Stated exercise |
Copy the text lines of each item below word for word, leaving the pictures out of your answer.

___ Materials provided

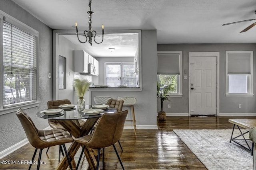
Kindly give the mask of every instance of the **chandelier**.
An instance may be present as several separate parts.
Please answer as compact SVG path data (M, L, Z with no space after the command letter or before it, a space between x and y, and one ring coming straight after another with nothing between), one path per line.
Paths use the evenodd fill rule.
M103 36L104 35L104 25L102 24L102 40L101 42L100 43L98 43L95 41L95 37L96 36L96 34L97 34L97 33L94 30L93 30L92 28L92 14L93 14L93 12L91 10L91 4L92 4L92 0L90 0L90 2L89 2L89 7L90 7L90 11L87 11L87 13L89 14L89 29L88 31L85 30L84 31L84 35L81 35L85 37L86 38L86 40L85 41L80 41L79 39L79 37L78 37L78 32L77 28L77 22L76 21L75 23L75 26L76 26L76 35L77 35L77 38L78 39L78 41L81 43L85 43L87 42L87 40L88 40L88 42L89 43L92 45L92 37L94 37L93 38L94 42L97 44L100 44L103 41ZM86 32L87 33L87 34L86 34ZM95 33L95 35L94 35L94 33Z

______

Full answer |
Kindly give the mask of every instance of the **chandelier**.
An instance may be present as several separate parts.
Please answer as compact SVG path data (M, L, Z with no space after the command letter or before it, a space between x and y, and one ring coming straight after another with nothing between), one path per line.
Paths use the evenodd fill rule.
M103 36L104 35L104 25L102 24L102 40L101 42L100 43L98 43L95 41L95 37L96 36L96 34L97 34L97 33L94 30L93 30L92 28L92 14L93 14L93 12L91 10L91 4L92 4L92 0L90 0L90 2L89 2L89 7L90 7L90 11L87 11L87 13L89 14L89 29L88 31L85 30L84 31L84 35L81 35L85 37L86 38L86 40L85 41L80 41L79 39L79 37L78 37L78 32L77 28L77 22L76 21L75 23L75 26L76 26L76 35L77 35L77 38L78 39L78 41L81 43L85 43L87 42L87 40L88 40L88 42L89 43L92 45L92 37L94 37L93 38L94 42L97 44L100 44L103 41ZM86 32L87 33L87 34L86 34ZM95 33L95 35L94 35L94 33Z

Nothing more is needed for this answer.